# Written instruction:
Can you gather every line in the records below that contains the string "skirt"? Matching is case-sensitive, so copy each such line in full.

(Recorded data)

════

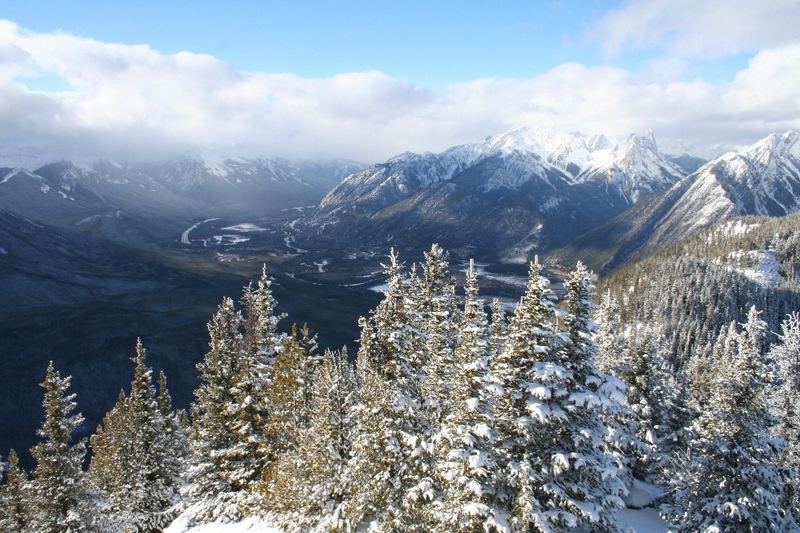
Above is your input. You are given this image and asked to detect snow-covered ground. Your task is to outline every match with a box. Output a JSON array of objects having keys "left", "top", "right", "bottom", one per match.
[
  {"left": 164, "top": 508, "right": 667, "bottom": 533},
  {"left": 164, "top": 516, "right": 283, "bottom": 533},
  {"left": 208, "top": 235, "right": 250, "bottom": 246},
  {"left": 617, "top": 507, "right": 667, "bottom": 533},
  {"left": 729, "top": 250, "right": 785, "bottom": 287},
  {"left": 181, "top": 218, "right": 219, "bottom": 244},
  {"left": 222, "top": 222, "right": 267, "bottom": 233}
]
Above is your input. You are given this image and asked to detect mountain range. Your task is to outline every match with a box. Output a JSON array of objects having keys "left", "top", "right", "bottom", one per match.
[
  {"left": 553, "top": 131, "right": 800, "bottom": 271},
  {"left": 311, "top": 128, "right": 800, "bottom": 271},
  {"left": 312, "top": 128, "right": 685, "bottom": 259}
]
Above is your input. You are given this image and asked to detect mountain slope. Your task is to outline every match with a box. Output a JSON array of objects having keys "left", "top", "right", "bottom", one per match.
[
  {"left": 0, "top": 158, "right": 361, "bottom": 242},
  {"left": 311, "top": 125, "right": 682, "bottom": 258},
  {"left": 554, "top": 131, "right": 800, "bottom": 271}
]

════

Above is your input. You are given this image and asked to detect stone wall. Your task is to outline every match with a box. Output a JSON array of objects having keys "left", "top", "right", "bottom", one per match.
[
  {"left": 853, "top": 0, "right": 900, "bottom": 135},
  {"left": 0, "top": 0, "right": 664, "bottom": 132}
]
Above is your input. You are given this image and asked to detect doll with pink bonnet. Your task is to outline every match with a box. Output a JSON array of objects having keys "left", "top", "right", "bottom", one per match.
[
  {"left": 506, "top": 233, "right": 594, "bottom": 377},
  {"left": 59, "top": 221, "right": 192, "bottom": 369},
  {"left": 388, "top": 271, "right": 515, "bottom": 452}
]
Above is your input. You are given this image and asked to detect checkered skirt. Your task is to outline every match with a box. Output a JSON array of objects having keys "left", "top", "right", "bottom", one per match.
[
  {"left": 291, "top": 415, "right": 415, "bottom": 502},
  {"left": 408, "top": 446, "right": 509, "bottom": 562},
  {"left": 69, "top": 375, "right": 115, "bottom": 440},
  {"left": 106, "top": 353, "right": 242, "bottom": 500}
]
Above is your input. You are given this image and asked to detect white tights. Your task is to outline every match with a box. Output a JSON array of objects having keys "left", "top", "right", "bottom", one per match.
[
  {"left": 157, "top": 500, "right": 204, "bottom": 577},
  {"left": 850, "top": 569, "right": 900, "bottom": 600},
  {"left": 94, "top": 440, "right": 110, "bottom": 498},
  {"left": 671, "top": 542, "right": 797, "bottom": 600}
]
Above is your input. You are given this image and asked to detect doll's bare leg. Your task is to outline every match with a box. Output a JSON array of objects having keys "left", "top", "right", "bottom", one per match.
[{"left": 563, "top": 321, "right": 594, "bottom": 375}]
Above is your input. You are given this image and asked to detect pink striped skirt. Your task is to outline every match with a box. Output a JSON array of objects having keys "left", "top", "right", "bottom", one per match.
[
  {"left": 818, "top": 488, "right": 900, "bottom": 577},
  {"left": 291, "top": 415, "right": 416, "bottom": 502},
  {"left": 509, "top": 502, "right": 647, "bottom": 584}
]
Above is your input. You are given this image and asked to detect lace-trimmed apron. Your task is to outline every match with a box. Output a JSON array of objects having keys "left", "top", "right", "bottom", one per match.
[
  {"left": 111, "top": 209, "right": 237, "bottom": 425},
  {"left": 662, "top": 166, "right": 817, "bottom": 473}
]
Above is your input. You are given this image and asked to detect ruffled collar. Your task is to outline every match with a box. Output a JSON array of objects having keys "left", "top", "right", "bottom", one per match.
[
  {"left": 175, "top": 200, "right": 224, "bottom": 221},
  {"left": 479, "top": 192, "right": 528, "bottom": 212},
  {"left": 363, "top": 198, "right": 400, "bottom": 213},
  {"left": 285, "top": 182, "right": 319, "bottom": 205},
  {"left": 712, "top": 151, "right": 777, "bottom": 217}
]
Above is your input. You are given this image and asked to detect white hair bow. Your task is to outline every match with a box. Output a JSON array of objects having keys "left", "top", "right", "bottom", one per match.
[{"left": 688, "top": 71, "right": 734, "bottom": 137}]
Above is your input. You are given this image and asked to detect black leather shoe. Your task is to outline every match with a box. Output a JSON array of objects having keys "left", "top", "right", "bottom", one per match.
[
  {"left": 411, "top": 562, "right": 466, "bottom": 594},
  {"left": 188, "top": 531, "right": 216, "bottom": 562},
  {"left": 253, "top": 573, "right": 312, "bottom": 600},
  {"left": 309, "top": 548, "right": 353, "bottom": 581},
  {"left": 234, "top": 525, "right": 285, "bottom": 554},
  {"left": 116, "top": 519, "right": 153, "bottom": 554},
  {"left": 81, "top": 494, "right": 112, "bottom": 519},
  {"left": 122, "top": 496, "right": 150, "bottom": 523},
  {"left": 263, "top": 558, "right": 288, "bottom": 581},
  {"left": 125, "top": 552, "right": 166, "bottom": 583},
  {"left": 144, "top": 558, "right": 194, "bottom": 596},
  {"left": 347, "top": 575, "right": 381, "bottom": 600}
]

════

# Written response:
Above is your input. You are given this image and asked to detect checkered skirt. Your task is to outline every match with a box. Output a JSON array of objects having keys "left", "top", "right", "bottom", one per match.
Above is your input. You are given this image and asked to detect pink striped skirt. Your task is to outline every match with a box. Output a JSON array of objects having keys "left", "top", "right", "bottom", one per match.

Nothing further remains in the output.